[Source document]

++++++++++++++++++++

0

Separate (I think) but conceptually related to https://www.tensorflow.org/versions/r1.9/api_docs/python/tf/contrib/data/bucket_by_sequence_length?hl=en.

General set up:

I'd like to support batching which maximizes batch size usage.

Consider the case where:

max_batch_elements=32 training examples are actually "meta-elements" which are comprised of varying multiple batch elements that need to be kept grouped together.

E.g., one training example might fill 5 batch elements, another might fill 20, another 6, etc. We might then group those 3 examples, which will fill (5+20+6=31) batch elements--which is, of course, fairly efficient (31/32 available). (If we were being 100% efficient, we’d wait for one more example of len=1 batch element.)

I’d like to set up an efficient batching scheme.

tf.bucket_by_sequence_length would be fairly efficient for low-batch count items: e.g., with bucket sizes of 1,2,3,...,16, then there is fairly efficient slotting. E.g., bucket size=5 => 6 examples*5 batch elements=30 batch elements filled (out of 32 max).

However, this gets progressive more inefficient with longer sequences. E.g., for bucket size 17, then, of course, only a single example can get pushed through (leaving 15 batch elements unused).

Ideally, I’d like to set up a bucketing where elements fill up buckets to completion:

E.g., if the incoming examples were batch lens [5, 15, 6, 20, 30, 1, 4, …] then we’d see things fill up like:

Bucket 1: [5, 15, 6, 1, 4] => 32 total => gets sent to GPU for training
Bucket 2: [20]
Bucket 3: [30]
Bucket 4: gets created if necessary, presumably up to some maximum # of buckets, at which point the most-filled bucket gets emptied

(Potentially, the 6, 1, & 4 examples could get dropped into Bucket 2 & 3; stochastic behavior here would be fine, as long as the entire algorithm moves towards better filling out buckets.)

Is the above (reasonably) possible in tf? Fairly straightforward to implement in Python/Java/C++/whatever, but not clear to me how to implement in TF. (There very well may be a hidden library function I’m missing.)

severian
  • 488
  • 1
  • 5
  • 14
  • I'm not exactly sure on what your asking, but could this maybe help? https://stackoverflow.com/questions/40994583/how-to-implement-tensorflows-next-batch-for-own-data – Recessive May 09 '19 at 01:24
  • Thank you for the attempt, I'm pretty sure this isn't relevant. What I'm trying to outline is basically a variant of a classic queuing solution like Token Buckets or Leaky Buckets. Basically, we have some number of buckets and try to maximally stuff them with new examples, and empty buckets whenever they are full (or we don't have any more space for new elements in any bucket). – severian May 09 '19 at 01:44
  • https://www.tensorflow.org/api_docs/python/tf/data/experimental/group_by_reducer is very possibly relevant, but is sparsely documented. – severian May 09 '19 at 03:06

0 Answers0

++++++++++++++++++++

[Data records]

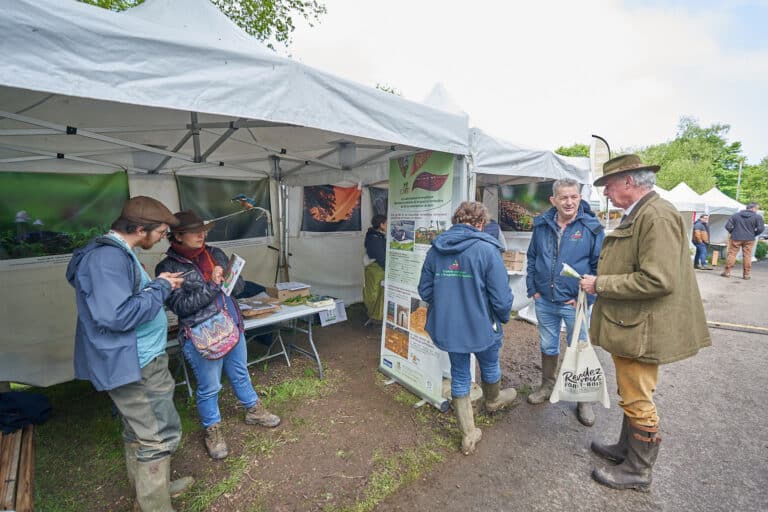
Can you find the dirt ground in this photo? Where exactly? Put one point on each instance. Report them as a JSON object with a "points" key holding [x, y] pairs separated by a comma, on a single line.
{"points": [[359, 444], [346, 448], [328, 449]]}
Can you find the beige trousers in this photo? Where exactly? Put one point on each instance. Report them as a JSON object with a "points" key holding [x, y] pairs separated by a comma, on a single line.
{"points": [[637, 383]]}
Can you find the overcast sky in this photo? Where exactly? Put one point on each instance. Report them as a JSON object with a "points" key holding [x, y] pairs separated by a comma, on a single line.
{"points": [[551, 73]]}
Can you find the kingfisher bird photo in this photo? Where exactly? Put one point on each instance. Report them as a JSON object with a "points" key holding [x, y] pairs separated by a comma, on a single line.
{"points": [[246, 202]]}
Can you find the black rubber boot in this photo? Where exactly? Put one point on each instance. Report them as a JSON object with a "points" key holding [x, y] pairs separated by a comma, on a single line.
{"points": [[615, 453], [636, 470]]}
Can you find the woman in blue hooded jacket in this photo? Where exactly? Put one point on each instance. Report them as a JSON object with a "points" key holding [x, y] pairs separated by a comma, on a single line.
{"points": [[466, 287]]}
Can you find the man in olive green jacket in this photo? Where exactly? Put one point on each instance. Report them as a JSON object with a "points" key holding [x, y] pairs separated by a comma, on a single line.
{"points": [[648, 312]]}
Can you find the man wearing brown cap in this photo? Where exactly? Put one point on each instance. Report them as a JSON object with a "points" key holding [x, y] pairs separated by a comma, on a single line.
{"points": [[648, 312], [120, 344]]}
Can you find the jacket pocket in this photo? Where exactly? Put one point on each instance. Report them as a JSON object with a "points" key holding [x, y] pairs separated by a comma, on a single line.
{"points": [[624, 330]]}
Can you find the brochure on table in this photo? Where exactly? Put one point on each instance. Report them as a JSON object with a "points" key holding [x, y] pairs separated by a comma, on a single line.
{"points": [[420, 190]]}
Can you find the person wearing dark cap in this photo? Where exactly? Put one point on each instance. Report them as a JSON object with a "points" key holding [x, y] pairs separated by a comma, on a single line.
{"points": [[648, 312], [120, 344], [200, 298], [743, 227]]}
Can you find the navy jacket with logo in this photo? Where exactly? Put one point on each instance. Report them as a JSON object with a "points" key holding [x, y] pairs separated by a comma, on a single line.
{"points": [[579, 247], [466, 286]]}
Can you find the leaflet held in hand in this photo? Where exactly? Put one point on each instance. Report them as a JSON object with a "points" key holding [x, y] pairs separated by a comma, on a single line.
{"points": [[231, 273]]}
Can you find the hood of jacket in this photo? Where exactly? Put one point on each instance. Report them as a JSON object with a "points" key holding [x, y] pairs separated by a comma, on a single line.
{"points": [[460, 237], [79, 254]]}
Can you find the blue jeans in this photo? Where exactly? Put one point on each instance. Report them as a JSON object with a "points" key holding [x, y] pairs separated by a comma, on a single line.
{"points": [[490, 371], [550, 315], [208, 375], [700, 259]]}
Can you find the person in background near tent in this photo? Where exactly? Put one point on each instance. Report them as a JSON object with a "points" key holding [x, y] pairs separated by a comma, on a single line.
{"points": [[376, 259], [465, 284], [198, 299], [648, 312], [120, 344], [568, 233], [493, 229], [700, 240], [743, 227]]}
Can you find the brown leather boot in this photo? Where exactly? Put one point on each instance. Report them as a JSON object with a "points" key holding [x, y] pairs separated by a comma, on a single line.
{"points": [[466, 418], [636, 472], [258, 415], [215, 443], [497, 398], [615, 453], [548, 377], [152, 479]]}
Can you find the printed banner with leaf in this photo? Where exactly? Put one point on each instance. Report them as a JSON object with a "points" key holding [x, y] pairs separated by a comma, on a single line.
{"points": [[328, 208]]}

++++++++++++++++++++

[Set task] Please repeat, word for word, the part of the batching thread above from "max_batch_elements=32 training examples" up to and including "len=1 batch element.)".

[Written reply]
max_batch_elements=32 training examples are actually "meta-elements" which are comprised of varying multiple batch elements that need to be kept grouped together.

E.g., one training example might fill 5 batch elements, another might fill 20, another 6, etc. We might then group those 3 examples, which will fill (5+20+6=31) batch elements--which is, of course, fairly efficient (31/32 available). (If we were being 100% efficient, we’d wait for one more example of len=1 batch element.)